Rains worsen Darfur’s critical situation
By David White
NYALA, Sudan, June 07, 2004 (Financial Times) — The first rains came on Sunday to Nyala, the main city of Sudan’s South Darfur state, announcing a full-scale food emergency that senior aid workers said would now last at least until late next year.
The start of the rainy season, which usually lasts up to four months, has several consequences. Firstly it means that the dirt tracks that serve as roads throughout the region become rapidly impassable, making it difficult or impossible to get aid supplies by land to people in displaced persons’ camps in remote areas.
Secondly, aid officials say it is now too late for uprooted people to cultivate their land if they returned to their villages. This means that food shortages would last until the next crop was due. Therefore even if people returned to their destroyed villages, they would remain dependent for the next 18 months on aid organisations for food, shelter and water.
Thirdly it also brings fears of mosquitos and malaria, adding to severe health problems in the camps including measles and other diseases.

Data excerpts =

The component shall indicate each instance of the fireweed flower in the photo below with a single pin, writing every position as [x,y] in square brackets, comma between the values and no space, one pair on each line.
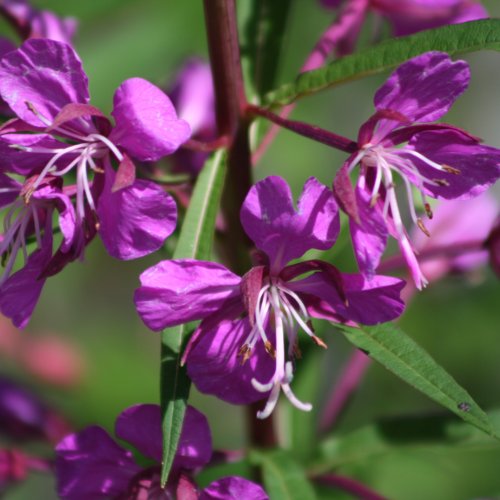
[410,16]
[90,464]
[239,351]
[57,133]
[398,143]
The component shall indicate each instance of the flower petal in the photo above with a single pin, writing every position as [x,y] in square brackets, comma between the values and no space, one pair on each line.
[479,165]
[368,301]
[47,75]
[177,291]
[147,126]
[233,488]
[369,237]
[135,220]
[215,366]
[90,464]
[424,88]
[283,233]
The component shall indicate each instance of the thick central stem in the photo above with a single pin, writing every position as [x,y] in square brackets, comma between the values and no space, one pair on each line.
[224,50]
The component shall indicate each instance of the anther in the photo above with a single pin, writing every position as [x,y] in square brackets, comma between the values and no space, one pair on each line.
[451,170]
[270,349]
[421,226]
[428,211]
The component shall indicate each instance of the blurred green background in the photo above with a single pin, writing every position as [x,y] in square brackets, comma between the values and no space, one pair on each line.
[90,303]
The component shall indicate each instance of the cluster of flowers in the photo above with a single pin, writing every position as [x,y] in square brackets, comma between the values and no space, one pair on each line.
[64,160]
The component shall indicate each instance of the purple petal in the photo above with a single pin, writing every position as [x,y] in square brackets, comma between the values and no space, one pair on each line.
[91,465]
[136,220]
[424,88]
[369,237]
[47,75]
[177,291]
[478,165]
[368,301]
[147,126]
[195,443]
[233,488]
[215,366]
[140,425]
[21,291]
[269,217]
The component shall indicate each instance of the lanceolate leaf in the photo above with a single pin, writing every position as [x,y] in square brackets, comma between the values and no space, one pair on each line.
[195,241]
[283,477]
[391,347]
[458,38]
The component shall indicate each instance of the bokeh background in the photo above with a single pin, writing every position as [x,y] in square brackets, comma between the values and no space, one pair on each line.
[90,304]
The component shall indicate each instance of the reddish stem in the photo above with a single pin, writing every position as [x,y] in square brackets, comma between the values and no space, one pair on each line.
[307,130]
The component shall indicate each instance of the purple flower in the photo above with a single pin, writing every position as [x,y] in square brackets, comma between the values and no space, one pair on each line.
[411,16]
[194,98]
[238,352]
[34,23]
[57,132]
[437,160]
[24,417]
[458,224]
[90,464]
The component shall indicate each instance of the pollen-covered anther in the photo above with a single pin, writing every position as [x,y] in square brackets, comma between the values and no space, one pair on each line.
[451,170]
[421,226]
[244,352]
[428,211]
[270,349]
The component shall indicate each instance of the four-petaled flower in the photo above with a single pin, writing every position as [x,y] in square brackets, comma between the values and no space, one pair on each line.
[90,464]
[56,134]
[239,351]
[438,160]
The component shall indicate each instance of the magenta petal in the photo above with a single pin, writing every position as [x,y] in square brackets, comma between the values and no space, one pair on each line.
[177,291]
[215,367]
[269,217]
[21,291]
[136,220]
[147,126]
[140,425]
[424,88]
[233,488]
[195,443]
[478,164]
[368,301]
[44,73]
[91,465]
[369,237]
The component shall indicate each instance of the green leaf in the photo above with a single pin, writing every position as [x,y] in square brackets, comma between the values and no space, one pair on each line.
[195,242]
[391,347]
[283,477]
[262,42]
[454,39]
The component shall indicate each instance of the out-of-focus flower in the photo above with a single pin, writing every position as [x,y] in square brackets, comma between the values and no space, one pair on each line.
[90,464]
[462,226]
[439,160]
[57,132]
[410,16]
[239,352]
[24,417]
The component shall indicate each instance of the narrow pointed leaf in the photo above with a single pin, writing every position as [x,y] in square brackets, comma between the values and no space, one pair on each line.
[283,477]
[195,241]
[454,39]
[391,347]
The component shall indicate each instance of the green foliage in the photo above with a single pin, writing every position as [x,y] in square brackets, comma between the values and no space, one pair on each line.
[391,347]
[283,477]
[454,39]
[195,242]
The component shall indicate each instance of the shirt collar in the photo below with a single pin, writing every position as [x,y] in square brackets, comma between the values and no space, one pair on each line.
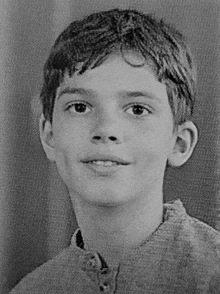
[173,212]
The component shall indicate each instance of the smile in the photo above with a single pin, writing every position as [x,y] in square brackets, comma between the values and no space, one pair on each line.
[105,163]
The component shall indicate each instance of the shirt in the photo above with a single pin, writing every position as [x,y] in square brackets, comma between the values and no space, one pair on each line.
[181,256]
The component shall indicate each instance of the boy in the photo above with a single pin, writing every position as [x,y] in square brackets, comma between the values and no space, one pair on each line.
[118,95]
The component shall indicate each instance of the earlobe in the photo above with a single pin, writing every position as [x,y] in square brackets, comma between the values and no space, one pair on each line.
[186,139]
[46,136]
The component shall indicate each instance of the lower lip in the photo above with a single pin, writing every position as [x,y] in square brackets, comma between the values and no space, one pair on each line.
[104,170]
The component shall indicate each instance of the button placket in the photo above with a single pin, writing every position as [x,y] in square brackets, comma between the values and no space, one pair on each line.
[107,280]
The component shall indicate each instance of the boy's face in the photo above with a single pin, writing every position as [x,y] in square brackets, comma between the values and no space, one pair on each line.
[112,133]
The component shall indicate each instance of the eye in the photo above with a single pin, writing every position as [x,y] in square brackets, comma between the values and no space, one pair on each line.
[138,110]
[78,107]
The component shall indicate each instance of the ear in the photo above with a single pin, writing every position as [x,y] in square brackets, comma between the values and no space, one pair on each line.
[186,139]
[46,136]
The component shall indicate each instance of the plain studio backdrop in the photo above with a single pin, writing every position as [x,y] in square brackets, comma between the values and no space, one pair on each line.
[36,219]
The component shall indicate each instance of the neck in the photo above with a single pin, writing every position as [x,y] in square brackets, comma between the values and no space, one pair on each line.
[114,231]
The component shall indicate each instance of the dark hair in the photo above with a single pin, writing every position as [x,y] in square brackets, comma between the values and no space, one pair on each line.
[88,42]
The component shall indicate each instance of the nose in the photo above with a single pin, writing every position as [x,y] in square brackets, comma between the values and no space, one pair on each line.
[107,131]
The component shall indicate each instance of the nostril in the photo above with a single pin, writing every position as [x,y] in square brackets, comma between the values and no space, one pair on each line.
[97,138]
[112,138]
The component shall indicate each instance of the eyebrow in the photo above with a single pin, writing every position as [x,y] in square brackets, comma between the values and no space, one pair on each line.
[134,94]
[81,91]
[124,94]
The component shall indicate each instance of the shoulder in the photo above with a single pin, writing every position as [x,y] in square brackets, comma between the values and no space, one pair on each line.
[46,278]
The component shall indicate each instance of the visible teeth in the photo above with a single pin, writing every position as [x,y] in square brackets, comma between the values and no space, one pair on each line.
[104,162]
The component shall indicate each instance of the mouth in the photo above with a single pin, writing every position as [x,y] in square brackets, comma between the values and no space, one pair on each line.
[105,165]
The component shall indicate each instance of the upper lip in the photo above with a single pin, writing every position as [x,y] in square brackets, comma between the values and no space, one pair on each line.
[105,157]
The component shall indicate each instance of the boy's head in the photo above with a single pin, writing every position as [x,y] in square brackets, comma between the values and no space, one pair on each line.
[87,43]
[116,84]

What to produce =
Reproduce the passage of the Darfur rains article above, from "The start of" to "in remote areas.".

Finished task =
The start of the rainy season, which usually lasts up to four months, has several consequences. Firstly it means that the dirt tracks that serve as roads throughout the region become rapidly impassable, making it difficult or impossible to get aid supplies by land to people in displaced persons’ camps in remote areas.